▶ [Aim]: Rewrite the stretch of lines below from the first line through the line holding "column 767, row 749", swapping "Drop a point" for "Place a point" and leaving everything else unchanged.

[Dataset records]
::::

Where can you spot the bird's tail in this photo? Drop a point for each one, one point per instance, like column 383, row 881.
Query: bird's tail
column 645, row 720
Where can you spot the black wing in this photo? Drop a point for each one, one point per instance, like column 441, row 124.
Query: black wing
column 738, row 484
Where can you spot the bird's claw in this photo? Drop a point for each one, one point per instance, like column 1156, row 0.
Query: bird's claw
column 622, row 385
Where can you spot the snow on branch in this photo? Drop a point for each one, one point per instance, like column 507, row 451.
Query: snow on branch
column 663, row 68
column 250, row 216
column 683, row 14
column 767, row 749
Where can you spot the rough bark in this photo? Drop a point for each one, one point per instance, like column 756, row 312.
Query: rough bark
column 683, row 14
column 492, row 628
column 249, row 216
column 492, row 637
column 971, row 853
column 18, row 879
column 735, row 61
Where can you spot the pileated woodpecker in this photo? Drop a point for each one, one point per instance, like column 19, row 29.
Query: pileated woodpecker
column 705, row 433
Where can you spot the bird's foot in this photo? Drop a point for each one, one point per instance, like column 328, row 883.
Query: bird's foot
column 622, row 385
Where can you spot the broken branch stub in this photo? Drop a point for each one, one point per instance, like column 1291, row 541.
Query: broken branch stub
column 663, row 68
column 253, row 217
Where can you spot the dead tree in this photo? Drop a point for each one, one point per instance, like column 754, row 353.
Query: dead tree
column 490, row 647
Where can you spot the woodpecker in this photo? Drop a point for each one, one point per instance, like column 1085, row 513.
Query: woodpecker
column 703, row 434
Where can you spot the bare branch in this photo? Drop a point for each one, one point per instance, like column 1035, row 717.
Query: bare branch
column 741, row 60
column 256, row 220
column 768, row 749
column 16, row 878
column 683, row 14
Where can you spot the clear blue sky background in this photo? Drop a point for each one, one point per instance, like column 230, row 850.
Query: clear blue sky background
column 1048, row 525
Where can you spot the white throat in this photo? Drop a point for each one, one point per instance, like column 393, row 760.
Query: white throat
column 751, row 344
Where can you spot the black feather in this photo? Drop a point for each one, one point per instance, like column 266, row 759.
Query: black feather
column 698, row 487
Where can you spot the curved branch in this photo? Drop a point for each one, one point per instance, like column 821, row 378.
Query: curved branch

::::

▶ [Answer to this exercise]:
Where can you spot the bird's tail in this photo? Place a point for each one, one point per instance, like column 383, row 881.
Query: bird's tail
column 645, row 720
Where can you spot the black wing in this photo? Place a point for each one, one point per instance, like column 441, row 124.
Query: black wing
column 738, row 484
Where can you spot the bird's claw in this photo? Place a point for each one, one point per instance, like column 1156, row 0.
Query: bird's claw
column 622, row 385
Where can you spot the snow on branch in this photo? Place a point for each one, one point per instance, like column 507, row 451.
Query: snow on branch
column 663, row 68
column 250, row 216
column 683, row 14
column 767, row 749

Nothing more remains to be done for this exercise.